» **SELECTED PASSAGE**
When I was in Greece, I heard much about one of the Belt and Road Initiative's early successes, the Greek Port of Piraeus, but thereafter in Italy, under intense pressure from Washington, the government in Rome decided to abandon the Belt and Road Initiative. The Italian prime minister was in a pickle, forced as others increasingly are into a zero-sum game versus building a shared future for humanity. Although she counterbalanced her decision by assuring that bilateral ties with China remain strong, and perhaps they do, only those espousing US interests or xenophobia see such steps as promising.

In Poland, I saw a country and political elite mobilized by a pro-Ukraine, anti-Russian narrative, but likewise longstanding anti-German narratives that understandably remain part of Poland's national identity. Nevertheless, many people assured me, these "anti-narratives "have more to do with the politics of distraction, advanced by politicians who lack a real vision of the future and seem to believe that advancing a pro-US line is the only way to advance Poland. In fact, Polish people are not politically naive, and while not succumbing to the negative spirit of such negative rhetoric, most of those I spoke with were unable to envision the possibility of an alternative politics.

In Hungary, people told me of the country's increased economic dependence on China, particularly as its other major economic partner, Germany, has suffered significant setbacks after losing access to Russian energy; and yet, I also heard accounts of the attacks, including dog whistle racism, advanced by Hungarian liberals against Fudan University's efforts to build a campus in Budapest. Hungary remains positive toward China, but US soft power remains potent there.

» **ASSIGNMENT**
Please say whether each statement agrees with the passage on Greece, Italy, Poland and Hungary, answering yes or no and quoting the deciding words. (a) The government in Rome chose to leave the Belt and Road Initiative. (b) Most of the people the writer spoke with in Poland could imagine an alternative politics. (c) Hungary has grown less economically dependent on China. The lines after this point come from a different source than the passage.

» **EXTRACTED RECORDS**
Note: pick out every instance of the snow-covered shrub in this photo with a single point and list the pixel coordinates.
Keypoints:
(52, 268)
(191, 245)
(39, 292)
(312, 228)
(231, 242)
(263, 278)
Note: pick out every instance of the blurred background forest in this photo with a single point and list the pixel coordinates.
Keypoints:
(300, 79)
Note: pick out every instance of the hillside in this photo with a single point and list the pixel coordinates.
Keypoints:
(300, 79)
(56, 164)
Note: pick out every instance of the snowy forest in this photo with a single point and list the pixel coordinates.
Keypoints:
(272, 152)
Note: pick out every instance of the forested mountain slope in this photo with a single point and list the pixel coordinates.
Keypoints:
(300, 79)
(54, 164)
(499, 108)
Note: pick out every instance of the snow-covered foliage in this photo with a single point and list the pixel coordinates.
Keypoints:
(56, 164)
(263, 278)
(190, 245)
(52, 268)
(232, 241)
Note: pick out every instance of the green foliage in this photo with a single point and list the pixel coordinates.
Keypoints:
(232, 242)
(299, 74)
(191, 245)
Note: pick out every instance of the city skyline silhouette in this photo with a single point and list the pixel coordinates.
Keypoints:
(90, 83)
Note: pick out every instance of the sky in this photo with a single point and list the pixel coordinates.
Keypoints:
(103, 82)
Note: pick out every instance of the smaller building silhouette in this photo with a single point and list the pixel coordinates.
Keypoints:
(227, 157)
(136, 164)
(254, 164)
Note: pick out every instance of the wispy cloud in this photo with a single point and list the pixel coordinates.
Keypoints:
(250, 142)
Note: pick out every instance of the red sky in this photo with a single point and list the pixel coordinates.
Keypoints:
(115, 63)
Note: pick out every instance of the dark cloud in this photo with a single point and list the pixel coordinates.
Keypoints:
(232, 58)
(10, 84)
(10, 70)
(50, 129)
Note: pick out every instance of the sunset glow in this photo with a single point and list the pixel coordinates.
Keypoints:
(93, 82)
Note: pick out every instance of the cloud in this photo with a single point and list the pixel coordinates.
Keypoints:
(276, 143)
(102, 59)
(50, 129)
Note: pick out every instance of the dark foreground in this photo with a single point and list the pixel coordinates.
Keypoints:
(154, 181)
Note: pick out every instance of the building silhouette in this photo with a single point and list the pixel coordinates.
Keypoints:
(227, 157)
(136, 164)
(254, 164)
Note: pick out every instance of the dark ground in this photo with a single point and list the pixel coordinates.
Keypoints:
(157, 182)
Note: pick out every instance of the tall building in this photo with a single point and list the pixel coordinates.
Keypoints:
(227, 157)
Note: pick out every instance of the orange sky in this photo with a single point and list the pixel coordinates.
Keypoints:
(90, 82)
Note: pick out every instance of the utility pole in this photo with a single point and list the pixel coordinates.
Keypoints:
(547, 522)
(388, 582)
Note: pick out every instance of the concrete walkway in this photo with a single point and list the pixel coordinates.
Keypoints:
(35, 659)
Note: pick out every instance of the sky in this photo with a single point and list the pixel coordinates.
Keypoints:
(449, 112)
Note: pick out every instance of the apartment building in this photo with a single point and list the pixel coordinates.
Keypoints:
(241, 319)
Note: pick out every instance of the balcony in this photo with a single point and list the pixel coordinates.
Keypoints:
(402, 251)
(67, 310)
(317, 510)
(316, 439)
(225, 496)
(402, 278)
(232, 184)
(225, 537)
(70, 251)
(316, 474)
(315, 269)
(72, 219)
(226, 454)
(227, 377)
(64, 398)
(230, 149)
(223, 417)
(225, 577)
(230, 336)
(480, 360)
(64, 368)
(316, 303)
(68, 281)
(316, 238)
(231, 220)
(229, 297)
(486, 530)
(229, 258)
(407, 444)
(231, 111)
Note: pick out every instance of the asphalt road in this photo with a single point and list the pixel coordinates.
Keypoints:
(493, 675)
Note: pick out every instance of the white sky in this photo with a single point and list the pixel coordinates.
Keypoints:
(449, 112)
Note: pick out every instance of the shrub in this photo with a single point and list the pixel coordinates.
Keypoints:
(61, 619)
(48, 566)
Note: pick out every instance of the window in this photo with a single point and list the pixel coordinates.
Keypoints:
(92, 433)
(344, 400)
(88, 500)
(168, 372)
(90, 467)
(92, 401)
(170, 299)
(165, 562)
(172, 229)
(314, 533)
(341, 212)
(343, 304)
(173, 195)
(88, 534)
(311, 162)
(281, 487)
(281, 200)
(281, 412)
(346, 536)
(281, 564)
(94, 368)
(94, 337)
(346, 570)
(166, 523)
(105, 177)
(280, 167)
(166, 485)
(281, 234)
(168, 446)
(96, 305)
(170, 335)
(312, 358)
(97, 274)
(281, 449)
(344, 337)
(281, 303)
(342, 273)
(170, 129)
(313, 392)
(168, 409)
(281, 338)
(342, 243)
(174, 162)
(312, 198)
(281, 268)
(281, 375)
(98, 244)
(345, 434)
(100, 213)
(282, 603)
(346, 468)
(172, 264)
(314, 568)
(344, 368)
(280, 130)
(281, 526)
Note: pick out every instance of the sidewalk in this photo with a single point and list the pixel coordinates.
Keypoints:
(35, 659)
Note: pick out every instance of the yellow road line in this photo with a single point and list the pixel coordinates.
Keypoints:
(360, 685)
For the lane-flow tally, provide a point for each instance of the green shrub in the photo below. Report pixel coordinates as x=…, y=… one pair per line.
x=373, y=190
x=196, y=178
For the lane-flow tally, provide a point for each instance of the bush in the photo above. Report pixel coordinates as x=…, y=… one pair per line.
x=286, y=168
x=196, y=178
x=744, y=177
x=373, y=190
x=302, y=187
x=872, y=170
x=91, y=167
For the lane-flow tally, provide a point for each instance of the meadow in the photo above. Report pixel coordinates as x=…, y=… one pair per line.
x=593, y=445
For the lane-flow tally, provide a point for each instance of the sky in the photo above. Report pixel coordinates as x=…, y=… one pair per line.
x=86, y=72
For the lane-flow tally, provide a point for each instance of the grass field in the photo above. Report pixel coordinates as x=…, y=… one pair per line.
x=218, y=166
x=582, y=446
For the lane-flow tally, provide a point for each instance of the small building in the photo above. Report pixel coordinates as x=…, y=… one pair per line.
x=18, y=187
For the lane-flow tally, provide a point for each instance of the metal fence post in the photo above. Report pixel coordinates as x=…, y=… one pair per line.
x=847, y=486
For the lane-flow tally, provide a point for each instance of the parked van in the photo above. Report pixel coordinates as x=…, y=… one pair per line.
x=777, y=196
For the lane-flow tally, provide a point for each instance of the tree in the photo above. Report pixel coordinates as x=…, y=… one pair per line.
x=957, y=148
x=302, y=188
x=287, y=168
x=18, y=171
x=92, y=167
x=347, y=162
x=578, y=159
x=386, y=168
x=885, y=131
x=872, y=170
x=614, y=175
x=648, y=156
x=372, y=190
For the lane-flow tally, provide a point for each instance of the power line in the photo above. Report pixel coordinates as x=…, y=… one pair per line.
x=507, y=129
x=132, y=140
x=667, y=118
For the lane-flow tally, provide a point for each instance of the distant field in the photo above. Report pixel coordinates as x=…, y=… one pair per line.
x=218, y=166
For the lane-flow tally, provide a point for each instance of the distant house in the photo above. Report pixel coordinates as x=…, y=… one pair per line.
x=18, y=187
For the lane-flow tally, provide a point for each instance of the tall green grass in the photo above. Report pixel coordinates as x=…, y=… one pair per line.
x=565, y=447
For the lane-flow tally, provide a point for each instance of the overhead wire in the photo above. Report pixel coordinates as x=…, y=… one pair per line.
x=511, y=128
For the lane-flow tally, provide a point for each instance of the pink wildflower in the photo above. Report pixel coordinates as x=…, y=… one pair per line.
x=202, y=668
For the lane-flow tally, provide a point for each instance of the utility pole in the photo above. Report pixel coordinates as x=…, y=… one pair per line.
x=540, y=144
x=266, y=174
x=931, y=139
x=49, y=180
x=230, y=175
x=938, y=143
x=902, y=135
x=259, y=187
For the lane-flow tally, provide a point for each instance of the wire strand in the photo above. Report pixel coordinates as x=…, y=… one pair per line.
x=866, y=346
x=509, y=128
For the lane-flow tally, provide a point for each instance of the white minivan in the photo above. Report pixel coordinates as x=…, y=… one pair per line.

» **TASK OUTPUT**
(a) Yes: "the government in Rome decided to abandon the Belt and Road Initiative"
(b) No: "most of those I spoke with were unable to envision the possibility of an alternative politics"
(c) No: "the country's increased economic dependence on China"